◆ **Exercise description**:
Your answer must be an exact copy of the entries below, with no pictures in it.

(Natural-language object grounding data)
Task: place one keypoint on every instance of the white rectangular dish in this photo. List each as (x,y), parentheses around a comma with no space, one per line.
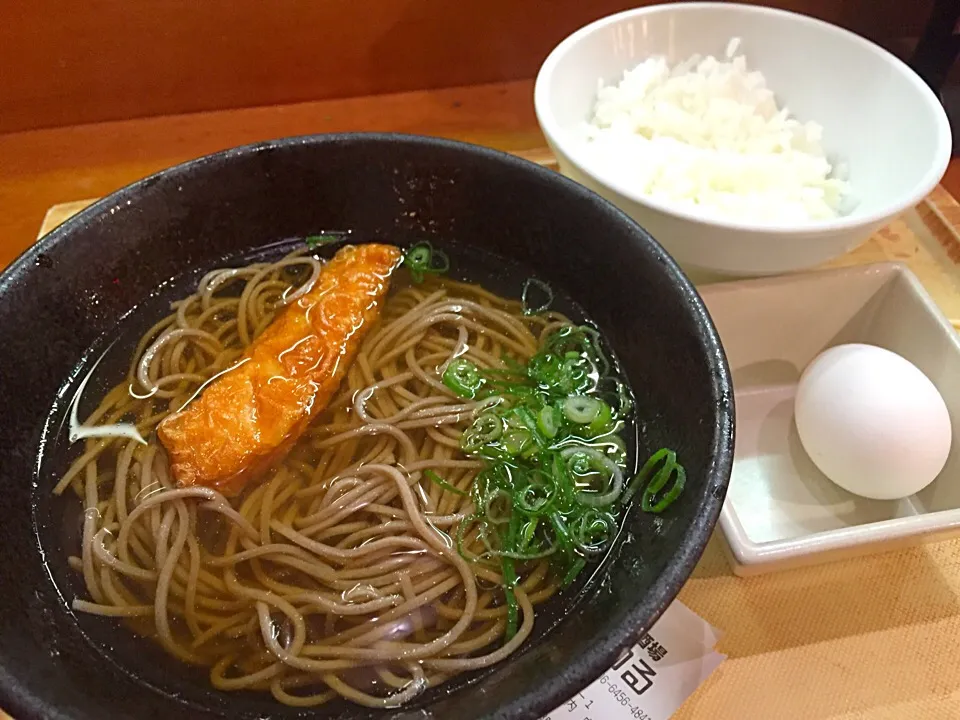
(781,511)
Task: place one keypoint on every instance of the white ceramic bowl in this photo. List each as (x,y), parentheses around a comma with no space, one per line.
(880,119)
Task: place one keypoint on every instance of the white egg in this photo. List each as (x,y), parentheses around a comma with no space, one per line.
(872,421)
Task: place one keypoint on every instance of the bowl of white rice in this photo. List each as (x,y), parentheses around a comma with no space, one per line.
(747,140)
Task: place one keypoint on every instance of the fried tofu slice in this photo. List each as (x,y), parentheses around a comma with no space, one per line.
(249,418)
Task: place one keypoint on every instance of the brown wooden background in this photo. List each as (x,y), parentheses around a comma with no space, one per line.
(80,61)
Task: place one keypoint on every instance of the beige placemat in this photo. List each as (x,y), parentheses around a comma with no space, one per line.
(874,638)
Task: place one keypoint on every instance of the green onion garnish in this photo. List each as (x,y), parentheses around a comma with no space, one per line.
(422,260)
(463,377)
(666,459)
(552,483)
(315,241)
(437,480)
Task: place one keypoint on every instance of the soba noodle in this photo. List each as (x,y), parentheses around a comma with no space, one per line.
(338,574)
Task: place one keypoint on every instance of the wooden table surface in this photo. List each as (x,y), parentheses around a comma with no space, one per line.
(41,168)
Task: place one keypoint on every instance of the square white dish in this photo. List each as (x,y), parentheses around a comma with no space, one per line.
(781,511)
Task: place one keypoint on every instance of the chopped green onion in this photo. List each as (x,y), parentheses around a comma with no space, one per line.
(548,435)
(674,470)
(581,409)
(548,421)
(487,428)
(530,288)
(670,468)
(463,377)
(437,480)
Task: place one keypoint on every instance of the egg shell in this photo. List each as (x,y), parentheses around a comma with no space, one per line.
(872,422)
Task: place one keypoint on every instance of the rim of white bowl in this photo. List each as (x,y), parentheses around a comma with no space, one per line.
(554,135)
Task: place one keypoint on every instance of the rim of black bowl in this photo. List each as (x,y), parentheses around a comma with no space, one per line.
(539,700)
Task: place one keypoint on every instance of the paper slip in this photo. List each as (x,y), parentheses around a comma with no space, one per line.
(652,679)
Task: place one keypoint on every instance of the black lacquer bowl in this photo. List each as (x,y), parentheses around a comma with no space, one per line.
(77,285)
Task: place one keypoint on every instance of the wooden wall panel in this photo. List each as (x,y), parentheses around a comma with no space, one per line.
(72,62)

◆ **Exercise answer**:
Task: place one keypoint on every instance of the white rectangular dish in this photo. List each as (x,y), parentheses around a comma with no space, one per line.
(781,511)
Task: place one keypoint on every instance of the white ceramic bowl in this photo. List each as (x,y), parentheses around a comma with no space, one per line.
(880,119)
Task: place one keypoint on every instance of the white egg in this photo. List each as (x,y), parentheses around a comma with no space, one per line.
(872,421)
Task: place one keypoint on every instance of the bowl of white rice in this photo. List each as (x,y), parentheses around a comma with no space, one per line.
(747,140)
Task: place one keypoint on every instance of the fried tofu slice in this photo. List each as (x,y), parentheses around a comma with no space, one per line.
(249,418)
Task: place one keypoint on every instance of the brown wooden background in this photo. List each as (x,y), parentheses around a comma with no space, one per line.
(80,61)
Task: place one keypoint on every instance of the beige placemat in this photo. List each as (x,y), parentheses around a comma with no space, one per line.
(874,638)
Task: place one keypoint on every instance of the green onion garnish in this photo. List each as (x,y), parentheses around a comma with no space, one per line.
(422,260)
(463,377)
(666,459)
(552,483)
(315,241)
(437,480)
Task: place one keypoint on every instance of the soba noodle in this photo. List each as (x,y), parentheses around a comma with no space, one per line.
(338,574)
Task: place one keypoint on every instance of the wooden table surface in this photo. List each as (x,y), parentheses around a comma with no space, one per line.
(41,168)
Task: place one keypoint on every instance of the square white dish in this photo. List each as (x,y), parentheses around a comma with no space, one per line.
(781,511)
Task: place one keypoint on every instance of the chopped green onion in this photo. List each as (x,y), parentheses around a comma with no space, one per line.
(548,435)
(674,470)
(581,409)
(548,421)
(487,428)
(530,288)
(670,468)
(463,377)
(437,480)
Task: place one keypoint on every instance of the egg shell in this photo. List each as (x,y), parentheses around a comma with no space, one per line.
(872,422)
Task: place one keypoint on every instance of the rim of white bowl in this photo. List each as (x,y), parentheses around a comma with no space, one per line.
(554,135)
Task: place one keypoint on every instance of the rim of black bowl in this photo. List each as (x,y), parentheses around a comma with no space, one per line.
(539,700)
Task: place one keypoint on every instance of the paper slip in this photo. List each as (x,y), parentheses around a comma with no space, one per line.
(652,679)
Task: place one keypoint on every instance of the black lacquer bowl in this photo. List each as (x,y), parentheses around a comma with no space, one per line.
(77,285)
Task: place one keypoint on every instance of the wooden wall panel in this photo. List each as (x,y), parentheses around a comma with no space, one per line.
(72,62)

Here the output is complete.